Vorgegebener Text —
Wir „hysterischen“ Feministinnen

Was ist eigentlich los mit euch? Da draußen™ geht gerade die Welt unter/gab es die Brexit-Abstimmung/wird die Umwelt zerstört/ist ein Prominenter gestorben, und ihr…

Seitdem es Pinkstinks gibt, begleiten uns diese Art Anwürfe: Alle anderen Ziele sind größer und wichtiger als unsere, und wir sollten das doch endlich mal einsehen und lieber gegen ernsthafte Probleme vorgehen. Auf die Frage, wieso man seine Zeit damit verschwendet, Menschen, die angeblich unsinnige Dinge machen, zu sagen, dass sie unsinnige Dinge machen, kommt meistens keine Antwort. Auch nicht auf unseren Gegenvorschlag, selbst aktiv zu werden. Aber der Vorwurf steht. Und überhaupt:

Warum regen sich Feministinnen eigentlich immer so auf?

Aufgaben —
• a. Prüfe für jede Aussage, ob sie zum Text über Pinkstinks passt. Antworte jeweils mit Ja oder Nein und zitiere die entscheidenden Worte aus dem Text. (i) Auf die Frage, warum man seine Zeit mit solcher Kritik verschwendet, bekommt Pinkstinks meistens eine Antwort. (ii) Pinkstinks schlägt den Kritikern vor, selbst aktiv zu werden. (iii) Solche Vorwürfe begleiten Pinkstinks erst seit Kurzem.
• b. Schreib den Text über Pinkstinks bitte im Anschluss an die Frage „Warum regen sich Feministinnen eigentlich immer so auf?“ weiter.

Vorliegendes Material —
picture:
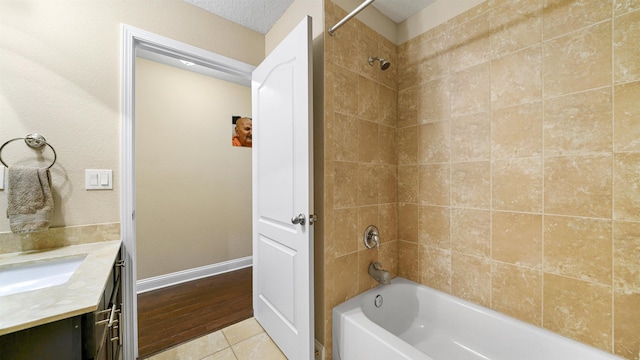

Lösungen —
• a.
(i) Nein: „kommt meistens keine Antwort“
(ii) Ja: „Auch nicht auf unseren Gegenvorschlag, selbst aktiv zu werden.“
(iii) Nein: „Seitdem es Pinkstinks gibt, begleiten uns diese Art Anwürfe“

• b.
Diese Frage beschäftigt scheinbar viele Menschen. Jüngst eine Autorin der FAZ, die sich die herrschende Lohnungleichheit in Deutschland mal genauer angeschaut hat und nun findet, Feministinnen sollten sich gefälligst abregen, weil das mit Diskriminierung kaum etwas zu tun habe. Die bereinigte Lohnlücke seien nur ein paar Prozentpunkte und die lägen hauptsächlich an individuellen Entscheidungen. Kein Grund also, gleich auf die Straße zu gehen. Finden wir schon.

Erstens ist Form, Ziel und Umfang von politischen Partizipation immer noch Sache der oder des Einzelnen.
Zweitens  sind solche Vorstellungen von „bereinigten Lohnlücken“ auch um die Care-Gap, Mutterschaft, Renten, Teilzeitarbeit, Aufstiegschancen und das Alleinerziehendendilemma bereinigt – um nur mal einige Punkte zu nennen.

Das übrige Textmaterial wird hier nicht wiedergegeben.